## Work required
Repeat each entry in the data, exactly.

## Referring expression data
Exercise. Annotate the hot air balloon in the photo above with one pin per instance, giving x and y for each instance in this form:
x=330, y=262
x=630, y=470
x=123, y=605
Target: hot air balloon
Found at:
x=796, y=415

## Response area
Exercise. Annotate the hot air balloon in the photo above with one pin per instance, giving x and y for each instance in this form:
x=330, y=262
x=630, y=470
x=123, y=605
Target: hot air balloon
Found at:
x=796, y=415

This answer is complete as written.